▶ WHAT NEEDS TO BE DONE
Transcribe the part of the forum thread about removing words from an image starting at "Depending on the" and ending at "to remove it.".
** Begin SOURCE PASSAGE **
# how to remove words on an image?



## lsdirrm

I have a jpg image, but there are some words on it. I use paint shop 8.10, but crop tool will cut the whole area where the words locate in. Is it possible to remove only those words while keep the image complete? like filtering or whatever? thx


----------



## vanner

Depending on the image you could either copy a similar area from another part of
the picture and paste it over the text. Then blend it in.

Or you could use the 'Clone' tool to remove it. 

A little time consuming but not too difficult. 

But sadly I haven't heard of any 'Quick' fix filters !!


----------



## lsdirrm

thx for reply

If I copy another part of the image to cover the words part, the image will look incontinuous. The clone tool is interesting, but there are too many options. It takes time to learn how to use it.
** End SOURCE PASSAGE **
** Begin RECORDS SHOWN **
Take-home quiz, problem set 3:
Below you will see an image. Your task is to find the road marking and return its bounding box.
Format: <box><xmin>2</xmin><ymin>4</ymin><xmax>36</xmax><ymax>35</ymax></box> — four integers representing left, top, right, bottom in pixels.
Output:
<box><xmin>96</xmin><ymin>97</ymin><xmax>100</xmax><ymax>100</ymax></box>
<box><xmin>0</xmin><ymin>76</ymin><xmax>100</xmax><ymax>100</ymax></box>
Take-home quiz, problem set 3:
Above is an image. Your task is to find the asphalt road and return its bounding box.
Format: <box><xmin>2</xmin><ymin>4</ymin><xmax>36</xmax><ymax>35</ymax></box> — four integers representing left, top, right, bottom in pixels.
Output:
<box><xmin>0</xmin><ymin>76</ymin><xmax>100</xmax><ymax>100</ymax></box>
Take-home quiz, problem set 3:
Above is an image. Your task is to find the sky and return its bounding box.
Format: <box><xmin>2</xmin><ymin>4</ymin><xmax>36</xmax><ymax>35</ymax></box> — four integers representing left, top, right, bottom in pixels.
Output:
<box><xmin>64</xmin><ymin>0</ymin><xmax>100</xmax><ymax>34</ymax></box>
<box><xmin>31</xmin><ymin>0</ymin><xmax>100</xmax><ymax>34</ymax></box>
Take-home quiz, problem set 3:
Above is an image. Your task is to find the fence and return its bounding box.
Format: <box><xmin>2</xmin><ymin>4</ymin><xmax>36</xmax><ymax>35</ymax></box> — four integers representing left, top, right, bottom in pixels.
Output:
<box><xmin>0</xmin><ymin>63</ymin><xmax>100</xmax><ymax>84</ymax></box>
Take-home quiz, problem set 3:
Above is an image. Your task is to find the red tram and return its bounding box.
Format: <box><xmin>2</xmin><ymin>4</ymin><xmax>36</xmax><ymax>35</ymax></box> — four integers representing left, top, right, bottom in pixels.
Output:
** End RECORDS SHOWN **
▶ EXERCISE RESPONSE
Depending on the image you could either copy a similar area from another part of
the picture and paste it over the text. Then blend it in.

Or you could use the 'Clone' tool to remove it.